Format the lines below as a Markdown table with the columns Row and Line, covering the stretch from the first line through the line containing "[[422, 347], [33, 347], [174, 368]]". Skip blank lines and leave the pictures out.

▶ LISTED ENTRIES:
---
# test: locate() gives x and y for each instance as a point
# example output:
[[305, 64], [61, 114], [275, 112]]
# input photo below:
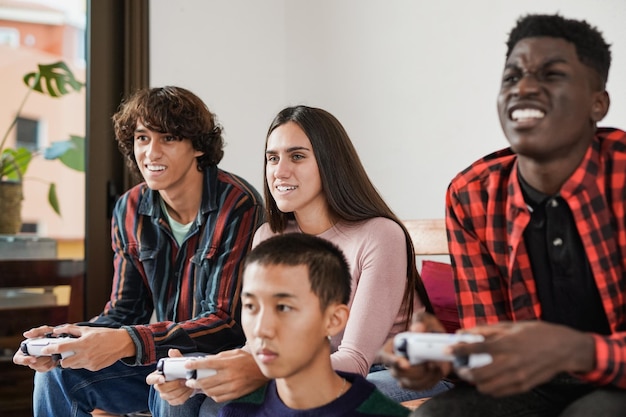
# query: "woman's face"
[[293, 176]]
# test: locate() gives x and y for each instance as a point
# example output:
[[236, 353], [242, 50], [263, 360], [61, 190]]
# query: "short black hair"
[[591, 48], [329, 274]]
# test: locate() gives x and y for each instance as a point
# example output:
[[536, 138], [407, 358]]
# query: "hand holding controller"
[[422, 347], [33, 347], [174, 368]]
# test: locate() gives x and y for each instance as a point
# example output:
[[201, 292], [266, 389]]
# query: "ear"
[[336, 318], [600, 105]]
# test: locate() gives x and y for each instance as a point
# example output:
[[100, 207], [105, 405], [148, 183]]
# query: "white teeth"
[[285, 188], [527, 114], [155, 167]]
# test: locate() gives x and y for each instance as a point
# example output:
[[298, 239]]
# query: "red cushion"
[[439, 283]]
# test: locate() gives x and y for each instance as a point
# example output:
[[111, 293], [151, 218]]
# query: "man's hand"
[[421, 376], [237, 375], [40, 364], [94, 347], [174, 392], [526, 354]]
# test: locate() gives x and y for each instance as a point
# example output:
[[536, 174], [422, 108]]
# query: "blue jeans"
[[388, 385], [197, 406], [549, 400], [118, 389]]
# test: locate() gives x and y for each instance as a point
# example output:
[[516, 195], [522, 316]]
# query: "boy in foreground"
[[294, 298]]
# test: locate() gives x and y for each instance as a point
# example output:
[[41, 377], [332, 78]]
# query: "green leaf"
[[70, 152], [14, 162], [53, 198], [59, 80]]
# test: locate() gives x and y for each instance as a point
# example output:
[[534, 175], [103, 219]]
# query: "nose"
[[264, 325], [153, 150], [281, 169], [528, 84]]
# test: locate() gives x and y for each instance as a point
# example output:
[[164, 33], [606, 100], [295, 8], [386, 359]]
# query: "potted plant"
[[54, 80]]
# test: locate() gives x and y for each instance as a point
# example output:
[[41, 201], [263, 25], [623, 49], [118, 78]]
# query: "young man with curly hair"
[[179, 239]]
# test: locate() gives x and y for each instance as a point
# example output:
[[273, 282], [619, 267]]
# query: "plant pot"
---
▶ FINAL RESULT:
| Row | Line |
|---|---|
| 1 | # test: locate() gives x and y for each instance as a point |
| 2 | # example output: |
| 3 | [[305, 64], [61, 114], [275, 112]] |
| 4 | # input photo below: |
| 5 | # query: "woman's face" |
| 6 | [[293, 176]] |
| 7 | # test: locate() gives x and y for each instance as a point |
| 8 | # example output: |
| 9 | [[236, 353], [242, 50], [263, 360], [61, 190]] |
| 10 | # query: "short black hair" |
| 11 | [[591, 48], [329, 274]] |
| 12 | # test: locate() gives x and y for each instance as a point |
| 13 | # example output: |
| 14 | [[536, 138], [407, 358]] |
| 15 | # query: "hand holding controller" |
| 16 | [[422, 347], [33, 347], [174, 368]] |